Task statement –
With the pictures omitted, transcribe each line below exactly as it is.

━━ Recorded information

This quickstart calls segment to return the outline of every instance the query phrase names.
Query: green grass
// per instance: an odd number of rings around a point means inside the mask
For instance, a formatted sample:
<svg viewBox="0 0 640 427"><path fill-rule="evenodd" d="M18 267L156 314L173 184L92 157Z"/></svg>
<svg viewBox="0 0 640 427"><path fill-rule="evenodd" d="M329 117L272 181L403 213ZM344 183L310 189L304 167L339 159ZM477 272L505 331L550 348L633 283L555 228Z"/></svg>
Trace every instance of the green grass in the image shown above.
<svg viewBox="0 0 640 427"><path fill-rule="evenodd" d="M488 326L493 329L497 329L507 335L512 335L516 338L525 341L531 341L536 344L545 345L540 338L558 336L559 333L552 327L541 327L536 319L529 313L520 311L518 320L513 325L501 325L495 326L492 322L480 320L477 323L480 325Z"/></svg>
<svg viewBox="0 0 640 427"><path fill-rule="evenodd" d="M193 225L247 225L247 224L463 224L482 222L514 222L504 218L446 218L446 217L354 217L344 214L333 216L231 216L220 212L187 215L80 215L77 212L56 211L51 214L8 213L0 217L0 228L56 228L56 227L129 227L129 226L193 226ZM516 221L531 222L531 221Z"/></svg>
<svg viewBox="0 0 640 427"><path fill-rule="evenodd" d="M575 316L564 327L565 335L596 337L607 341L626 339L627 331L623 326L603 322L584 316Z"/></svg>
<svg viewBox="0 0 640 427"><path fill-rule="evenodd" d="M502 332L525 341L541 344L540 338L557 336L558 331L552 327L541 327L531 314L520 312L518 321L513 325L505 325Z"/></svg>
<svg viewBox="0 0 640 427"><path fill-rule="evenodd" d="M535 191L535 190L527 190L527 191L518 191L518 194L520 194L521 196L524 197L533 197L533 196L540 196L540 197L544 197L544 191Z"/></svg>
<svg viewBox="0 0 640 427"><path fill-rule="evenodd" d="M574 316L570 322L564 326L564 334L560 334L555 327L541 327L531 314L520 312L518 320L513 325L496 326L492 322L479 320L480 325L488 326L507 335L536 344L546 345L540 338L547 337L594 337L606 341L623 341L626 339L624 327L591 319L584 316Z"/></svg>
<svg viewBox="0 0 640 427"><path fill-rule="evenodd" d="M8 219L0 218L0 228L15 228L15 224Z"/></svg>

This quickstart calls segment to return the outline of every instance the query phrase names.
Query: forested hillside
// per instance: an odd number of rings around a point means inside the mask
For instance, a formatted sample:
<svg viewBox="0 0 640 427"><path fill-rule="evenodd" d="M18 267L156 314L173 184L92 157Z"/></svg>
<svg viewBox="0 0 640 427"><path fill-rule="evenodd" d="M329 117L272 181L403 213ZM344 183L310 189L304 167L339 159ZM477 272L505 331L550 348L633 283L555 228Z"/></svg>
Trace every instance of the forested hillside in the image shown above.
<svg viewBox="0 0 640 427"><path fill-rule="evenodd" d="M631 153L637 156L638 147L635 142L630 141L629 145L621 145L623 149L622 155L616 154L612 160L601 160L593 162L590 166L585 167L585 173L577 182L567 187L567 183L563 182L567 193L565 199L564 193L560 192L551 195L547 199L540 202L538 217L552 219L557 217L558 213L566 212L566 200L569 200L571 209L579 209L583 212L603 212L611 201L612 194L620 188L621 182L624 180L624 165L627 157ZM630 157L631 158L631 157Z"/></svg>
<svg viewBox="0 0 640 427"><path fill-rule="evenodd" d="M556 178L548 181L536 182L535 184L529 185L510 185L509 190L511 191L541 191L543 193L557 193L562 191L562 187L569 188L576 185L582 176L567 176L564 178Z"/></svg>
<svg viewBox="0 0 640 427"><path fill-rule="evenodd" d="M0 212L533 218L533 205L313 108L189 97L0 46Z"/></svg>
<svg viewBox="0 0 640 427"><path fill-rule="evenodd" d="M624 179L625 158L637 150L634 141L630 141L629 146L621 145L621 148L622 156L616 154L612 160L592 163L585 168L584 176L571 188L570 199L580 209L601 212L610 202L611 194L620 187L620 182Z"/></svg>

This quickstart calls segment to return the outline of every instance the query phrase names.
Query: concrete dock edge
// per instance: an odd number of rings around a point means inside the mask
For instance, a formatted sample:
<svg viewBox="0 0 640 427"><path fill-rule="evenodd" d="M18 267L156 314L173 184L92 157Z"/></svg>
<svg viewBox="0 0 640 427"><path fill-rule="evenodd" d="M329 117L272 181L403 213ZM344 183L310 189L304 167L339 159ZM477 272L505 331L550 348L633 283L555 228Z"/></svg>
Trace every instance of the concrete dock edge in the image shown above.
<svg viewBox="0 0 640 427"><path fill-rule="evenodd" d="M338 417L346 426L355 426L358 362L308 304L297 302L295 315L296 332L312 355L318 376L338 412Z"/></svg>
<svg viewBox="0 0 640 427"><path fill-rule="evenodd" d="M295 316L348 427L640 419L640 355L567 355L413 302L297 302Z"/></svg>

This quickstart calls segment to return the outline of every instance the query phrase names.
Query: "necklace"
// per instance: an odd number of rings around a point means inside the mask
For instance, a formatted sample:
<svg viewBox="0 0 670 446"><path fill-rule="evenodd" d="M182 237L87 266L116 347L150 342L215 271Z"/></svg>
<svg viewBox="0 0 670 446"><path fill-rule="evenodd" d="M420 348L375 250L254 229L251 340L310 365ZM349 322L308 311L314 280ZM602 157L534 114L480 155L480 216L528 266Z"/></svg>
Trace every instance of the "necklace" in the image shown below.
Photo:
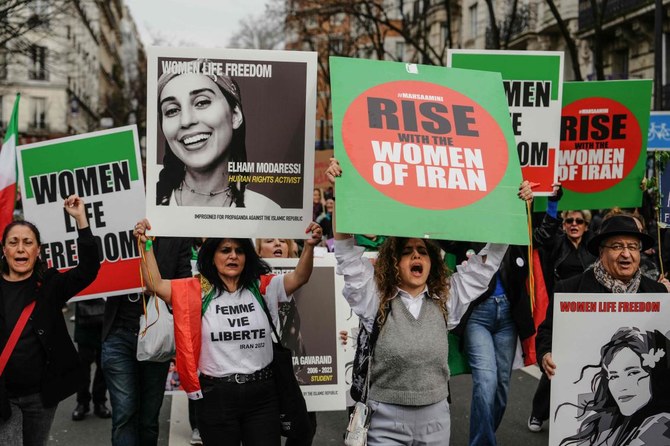
<svg viewBox="0 0 670 446"><path fill-rule="evenodd" d="M179 206L184 206L184 189L186 189L188 192L191 192L194 195L200 195L201 197L216 197L217 195L225 194L223 197L223 203L221 204L223 207L229 207L233 203L231 191L230 191L230 186L226 187L225 189L221 190L215 190L211 192L201 192L198 190L193 189L187 182L186 180L182 180L181 184L179 184L179 187L177 190L179 191L179 199L177 200L177 204ZM175 196L175 199L177 197ZM209 205L211 206L211 204Z"/></svg>
<svg viewBox="0 0 670 446"><path fill-rule="evenodd" d="M203 197L214 197L214 196L222 194L224 192L226 193L226 195L230 196L230 186L226 187L225 189L221 189L221 190L213 190L211 192L200 192L199 190L195 190L191 186L189 186L189 184L186 182L185 178L181 181L181 184L179 185L179 190L182 190L182 188L184 186L192 194L202 195Z"/></svg>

━━━━

Answer box –
This quickstart calls segment to return the outline of every instance the query phrase names.
Query: green grass
// per instance: an odd number of rings around a point means inside the mask
For instance, a formatted sample:
<svg viewBox="0 0 640 427"><path fill-rule="evenodd" d="M18 267L156 314L173 184L92 157Z"/></svg>
<svg viewBox="0 0 640 427"><path fill-rule="evenodd" d="M329 117L272 181L403 213ZM344 183L310 189L304 167L339 159ZM477 272L505 331L550 348L633 283L555 228Z"/></svg>
Trace every instance of the green grass in the image shown above.
<svg viewBox="0 0 640 427"><path fill-rule="evenodd" d="M488 326L493 329L497 329L507 335L512 335L516 338L525 341L531 341L536 344L545 345L540 338L558 336L559 333L552 327L541 327L536 319L529 313L520 311L518 320L513 325L501 325L495 326L492 322L480 320L477 323L480 325Z"/></svg>
<svg viewBox="0 0 640 427"><path fill-rule="evenodd" d="M193 225L247 225L247 224L463 224L482 222L514 222L504 218L446 218L446 217L354 217L344 214L333 216L231 216L220 212L187 215L80 215L77 212L56 211L51 214L8 213L0 217L0 228L56 228L56 227L129 227L129 226L193 226ZM516 221L531 222L531 221Z"/></svg>
<svg viewBox="0 0 640 427"><path fill-rule="evenodd" d="M575 316L564 327L565 335L596 337L607 341L626 339L627 331L623 326L603 322L584 316Z"/></svg>
<svg viewBox="0 0 640 427"><path fill-rule="evenodd" d="M502 332L525 341L541 344L540 338L557 336L558 331L552 327L541 327L531 314L520 312L518 321L513 325L505 325Z"/></svg>
<svg viewBox="0 0 640 427"><path fill-rule="evenodd" d="M535 191L535 190L527 190L527 191L518 191L518 194L520 194L521 196L524 197L533 197L533 196L540 196L540 197L544 197L544 191Z"/></svg>
<svg viewBox="0 0 640 427"><path fill-rule="evenodd" d="M574 316L570 322L564 326L564 334L560 334L555 327L541 327L531 314L520 312L518 320L513 325L496 326L492 322L479 320L480 325L488 326L507 335L536 344L546 345L540 338L547 337L594 337L606 341L623 341L626 339L624 327L591 319L584 316Z"/></svg>
<svg viewBox="0 0 640 427"><path fill-rule="evenodd" d="M8 219L0 218L0 228L15 228L15 224Z"/></svg>

This quickstart calls segment to return the outline of every instance the query phrase names.
Query: forested hillside
// per instance: an odd number of rings around a point means inside the mask
For instance, a formatted sample:
<svg viewBox="0 0 640 427"><path fill-rule="evenodd" d="M18 267L156 314L173 184L92 157Z"/></svg>
<svg viewBox="0 0 640 427"><path fill-rule="evenodd" d="M329 117L272 181L403 213ZM344 183L310 189L304 167L339 159ZM477 272L505 331L550 348L633 283L555 228Z"/></svg>
Trace every instance of the forested hillside in the image shown above.
<svg viewBox="0 0 640 427"><path fill-rule="evenodd" d="M631 153L637 156L638 147L635 142L630 141L629 145L621 145L623 149L622 155L616 154L612 160L601 160L593 162L590 166L585 167L585 173L577 182L567 187L567 183L563 182L567 193L565 199L564 193L560 192L551 195L547 199L540 202L538 217L552 219L557 217L558 213L566 212L566 200L569 200L571 209L579 209L583 212L603 212L611 201L612 194L620 188L621 182L624 180L624 165L627 157ZM630 157L631 158L631 157Z"/></svg>
<svg viewBox="0 0 640 427"><path fill-rule="evenodd" d="M556 178L548 181L536 182L535 184L529 185L510 185L509 190L511 191L541 191L543 193L557 193L562 191L562 187L569 188L576 185L582 176L567 176L564 178Z"/></svg>
<svg viewBox="0 0 640 427"><path fill-rule="evenodd" d="M0 212L533 218L533 205L313 108L189 97L0 46Z"/></svg>
<svg viewBox="0 0 640 427"><path fill-rule="evenodd" d="M624 179L625 158L637 150L634 141L630 141L629 146L621 145L621 148L622 156L616 154L612 160L592 163L585 168L584 176L571 188L570 199L580 209L601 212L610 202L611 194L620 187L620 182Z"/></svg>

This quickstart calls segment to return the outline of every instance the query phrase names.
Query: concrete dock edge
// per instance: an odd number of rings around a point means inside the mask
For instance, a formatted sample:
<svg viewBox="0 0 640 427"><path fill-rule="evenodd" d="M18 267L156 314L173 184L92 157Z"/></svg>
<svg viewBox="0 0 640 427"><path fill-rule="evenodd" d="M329 117L272 181L403 213ZM344 183L310 189L304 167L339 159ZM477 272L505 331L550 348L633 283L555 228Z"/></svg>
Trace every instance of the concrete dock edge in the image shown above.
<svg viewBox="0 0 640 427"><path fill-rule="evenodd" d="M338 417L346 426L355 426L358 362L308 304L297 302L295 315L296 332L312 355L318 376L338 412Z"/></svg>
<svg viewBox="0 0 640 427"><path fill-rule="evenodd" d="M295 316L348 427L640 419L640 355L567 355L413 302L297 302Z"/></svg>

This quickstart calls segment to return the outline of every instance the query phrase names.
Query: "necklace"
// per instance: an odd number of rings around a point means inside the mask
For instance, a formatted sample:
<svg viewBox="0 0 670 446"><path fill-rule="evenodd" d="M182 237L87 266L116 347L150 342L215 271Z"/></svg>
<svg viewBox="0 0 670 446"><path fill-rule="evenodd" d="M420 348L375 250L254 229L251 340L310 365ZM349 322L308 311L314 280ZM602 157L534 114L480 155L480 216L528 266Z"/></svg>
Trace every instance of the "necklace" in the image shown below.
Photo:
<svg viewBox="0 0 670 446"><path fill-rule="evenodd" d="M179 206L184 206L184 189L186 189L188 192L191 192L194 195L200 195L201 197L216 197L217 195L225 194L223 197L223 203L221 204L223 207L229 207L233 203L231 191L230 191L230 186L226 187L225 189L221 190L215 190L211 192L201 192L198 190L193 189L187 182L186 180L182 180L181 184L179 184L179 187L177 190L179 191L179 199L177 200L177 204ZM175 196L175 199L177 197ZM209 205L211 206L211 204Z"/></svg>
<svg viewBox="0 0 670 446"><path fill-rule="evenodd" d="M203 197L214 197L214 196L222 194L224 192L226 193L226 195L230 196L230 186L226 187L225 189L221 189L221 190L213 190L211 192L200 192L199 190L195 190L191 186L189 186L189 184L186 182L185 178L181 181L181 184L179 185L179 190L182 190L182 188L184 186L192 194L202 195Z"/></svg>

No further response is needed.